**Stated goal**
Write out the material below exactly, beginning at the line that contains "point: the white paper sheet in this photo" and ending with its last line, both ends included; write nothing else.

**Data for this task**
----------
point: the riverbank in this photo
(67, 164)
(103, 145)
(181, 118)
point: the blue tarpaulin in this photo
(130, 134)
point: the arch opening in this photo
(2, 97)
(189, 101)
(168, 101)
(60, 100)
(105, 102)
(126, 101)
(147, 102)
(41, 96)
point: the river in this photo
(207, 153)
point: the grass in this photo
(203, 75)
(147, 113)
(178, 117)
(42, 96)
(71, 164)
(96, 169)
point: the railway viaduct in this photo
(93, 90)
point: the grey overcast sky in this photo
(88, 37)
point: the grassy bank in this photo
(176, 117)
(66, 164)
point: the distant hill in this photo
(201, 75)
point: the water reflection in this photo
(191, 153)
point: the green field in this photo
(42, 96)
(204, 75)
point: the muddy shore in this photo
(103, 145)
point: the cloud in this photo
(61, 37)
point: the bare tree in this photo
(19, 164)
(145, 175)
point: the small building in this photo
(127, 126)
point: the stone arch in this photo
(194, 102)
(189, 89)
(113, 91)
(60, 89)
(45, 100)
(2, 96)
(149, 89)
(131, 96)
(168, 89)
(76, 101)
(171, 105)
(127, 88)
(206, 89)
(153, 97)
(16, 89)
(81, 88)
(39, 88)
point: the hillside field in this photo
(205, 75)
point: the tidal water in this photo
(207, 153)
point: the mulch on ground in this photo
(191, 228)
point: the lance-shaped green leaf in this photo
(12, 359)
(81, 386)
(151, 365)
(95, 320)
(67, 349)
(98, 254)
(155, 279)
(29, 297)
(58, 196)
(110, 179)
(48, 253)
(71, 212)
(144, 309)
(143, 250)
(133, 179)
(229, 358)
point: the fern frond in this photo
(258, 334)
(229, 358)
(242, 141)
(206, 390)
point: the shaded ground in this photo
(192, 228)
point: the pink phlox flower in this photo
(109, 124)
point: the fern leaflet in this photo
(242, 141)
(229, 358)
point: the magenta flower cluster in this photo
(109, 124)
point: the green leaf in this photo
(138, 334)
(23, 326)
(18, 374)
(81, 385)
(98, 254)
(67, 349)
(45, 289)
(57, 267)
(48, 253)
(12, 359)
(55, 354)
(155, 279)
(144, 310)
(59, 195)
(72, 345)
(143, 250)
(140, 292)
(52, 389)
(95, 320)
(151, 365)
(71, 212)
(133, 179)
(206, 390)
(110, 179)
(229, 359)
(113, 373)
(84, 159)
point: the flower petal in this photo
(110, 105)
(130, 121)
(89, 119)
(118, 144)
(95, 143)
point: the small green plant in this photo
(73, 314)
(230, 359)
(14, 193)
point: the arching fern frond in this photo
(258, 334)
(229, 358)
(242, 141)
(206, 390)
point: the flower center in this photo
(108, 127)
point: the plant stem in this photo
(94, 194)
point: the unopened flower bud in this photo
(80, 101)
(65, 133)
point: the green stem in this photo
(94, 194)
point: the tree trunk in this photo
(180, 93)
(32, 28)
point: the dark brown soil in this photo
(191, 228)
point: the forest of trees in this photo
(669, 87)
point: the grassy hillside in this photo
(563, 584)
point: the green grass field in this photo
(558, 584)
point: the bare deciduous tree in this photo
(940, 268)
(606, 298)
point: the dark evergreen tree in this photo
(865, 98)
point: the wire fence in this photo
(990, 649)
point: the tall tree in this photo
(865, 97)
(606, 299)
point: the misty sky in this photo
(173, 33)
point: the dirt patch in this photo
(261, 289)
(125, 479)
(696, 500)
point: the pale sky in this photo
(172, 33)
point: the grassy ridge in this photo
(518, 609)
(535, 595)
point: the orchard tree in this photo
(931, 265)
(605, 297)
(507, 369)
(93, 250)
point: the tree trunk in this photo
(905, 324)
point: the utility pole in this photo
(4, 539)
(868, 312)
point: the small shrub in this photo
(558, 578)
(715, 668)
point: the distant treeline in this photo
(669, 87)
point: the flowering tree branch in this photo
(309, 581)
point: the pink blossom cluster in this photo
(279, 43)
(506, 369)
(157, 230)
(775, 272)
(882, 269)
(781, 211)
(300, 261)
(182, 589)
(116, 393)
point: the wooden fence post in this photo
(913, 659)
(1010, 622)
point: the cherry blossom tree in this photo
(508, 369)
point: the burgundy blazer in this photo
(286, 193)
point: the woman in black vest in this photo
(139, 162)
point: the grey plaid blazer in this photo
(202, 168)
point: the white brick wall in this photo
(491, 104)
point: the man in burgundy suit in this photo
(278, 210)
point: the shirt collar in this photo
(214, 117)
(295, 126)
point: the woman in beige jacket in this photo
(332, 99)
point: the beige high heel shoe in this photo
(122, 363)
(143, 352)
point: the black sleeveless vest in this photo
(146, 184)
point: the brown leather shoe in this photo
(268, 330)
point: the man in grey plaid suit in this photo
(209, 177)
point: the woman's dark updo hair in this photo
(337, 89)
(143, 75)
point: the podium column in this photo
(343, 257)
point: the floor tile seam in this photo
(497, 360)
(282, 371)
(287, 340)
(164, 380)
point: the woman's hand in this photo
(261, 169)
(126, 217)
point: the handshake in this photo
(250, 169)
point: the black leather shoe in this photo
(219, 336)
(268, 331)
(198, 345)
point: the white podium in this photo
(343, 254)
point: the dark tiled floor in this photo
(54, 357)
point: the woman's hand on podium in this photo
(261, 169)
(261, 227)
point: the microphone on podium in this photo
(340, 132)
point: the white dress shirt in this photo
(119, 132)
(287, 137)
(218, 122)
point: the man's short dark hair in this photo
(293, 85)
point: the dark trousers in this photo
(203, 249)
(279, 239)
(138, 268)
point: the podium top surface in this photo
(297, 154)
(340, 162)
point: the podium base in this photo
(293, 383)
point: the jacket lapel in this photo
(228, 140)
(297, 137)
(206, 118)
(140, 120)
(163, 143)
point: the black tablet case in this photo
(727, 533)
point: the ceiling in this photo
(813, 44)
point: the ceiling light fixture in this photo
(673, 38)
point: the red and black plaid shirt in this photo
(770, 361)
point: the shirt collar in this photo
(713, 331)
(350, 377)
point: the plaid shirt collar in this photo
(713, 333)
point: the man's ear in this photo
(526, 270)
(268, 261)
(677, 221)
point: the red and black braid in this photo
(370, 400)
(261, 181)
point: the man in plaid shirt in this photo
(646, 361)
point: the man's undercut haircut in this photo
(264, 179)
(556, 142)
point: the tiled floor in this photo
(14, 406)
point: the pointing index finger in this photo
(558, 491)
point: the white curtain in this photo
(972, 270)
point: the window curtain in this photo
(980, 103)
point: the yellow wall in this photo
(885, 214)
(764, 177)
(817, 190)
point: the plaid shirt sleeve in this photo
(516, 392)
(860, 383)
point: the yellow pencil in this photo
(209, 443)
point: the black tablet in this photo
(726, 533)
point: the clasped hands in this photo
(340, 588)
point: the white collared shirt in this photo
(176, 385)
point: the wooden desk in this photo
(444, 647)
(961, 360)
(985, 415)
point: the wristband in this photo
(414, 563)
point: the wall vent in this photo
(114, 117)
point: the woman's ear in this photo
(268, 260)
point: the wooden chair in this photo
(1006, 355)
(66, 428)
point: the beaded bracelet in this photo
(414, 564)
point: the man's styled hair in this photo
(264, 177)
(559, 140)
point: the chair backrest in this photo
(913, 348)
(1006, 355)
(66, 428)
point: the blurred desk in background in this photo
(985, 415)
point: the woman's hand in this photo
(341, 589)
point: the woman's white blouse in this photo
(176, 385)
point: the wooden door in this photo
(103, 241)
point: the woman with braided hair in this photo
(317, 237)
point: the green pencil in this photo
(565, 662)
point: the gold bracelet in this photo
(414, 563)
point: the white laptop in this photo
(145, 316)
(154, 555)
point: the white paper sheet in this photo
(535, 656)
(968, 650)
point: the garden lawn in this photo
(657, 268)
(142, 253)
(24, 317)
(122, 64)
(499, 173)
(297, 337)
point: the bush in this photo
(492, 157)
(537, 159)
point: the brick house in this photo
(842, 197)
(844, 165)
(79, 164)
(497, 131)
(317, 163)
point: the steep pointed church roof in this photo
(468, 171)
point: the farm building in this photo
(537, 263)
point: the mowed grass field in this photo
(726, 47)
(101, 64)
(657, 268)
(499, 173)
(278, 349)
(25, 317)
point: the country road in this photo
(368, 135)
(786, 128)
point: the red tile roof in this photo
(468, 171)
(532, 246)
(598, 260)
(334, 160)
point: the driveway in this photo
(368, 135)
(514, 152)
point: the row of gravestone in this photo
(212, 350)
----------
**Task solution**
point: the white paper sheet in this photo
(535, 656)
(968, 650)
point: the garden lawn in this photo
(657, 268)
(142, 253)
(24, 317)
(122, 64)
(499, 173)
(297, 337)
point: the bush in this photo
(492, 157)
(537, 159)
point: the brick house in this photo
(842, 197)
(844, 165)
(79, 164)
(497, 131)
(317, 163)
point: the steep pointed church roof in this photo
(468, 171)
point: the farm building in this photo
(537, 263)
point: the mowed grass field in this photo
(726, 47)
(101, 64)
(657, 268)
(499, 173)
(278, 349)
(25, 317)
point: the country road in this photo
(368, 135)
(786, 128)
point: the red tile roof in this photo
(468, 171)
(532, 246)
(598, 260)
(334, 160)
point: the driveway in this photo
(368, 135)
(514, 152)
point: the row of gravestone in this photo
(212, 350)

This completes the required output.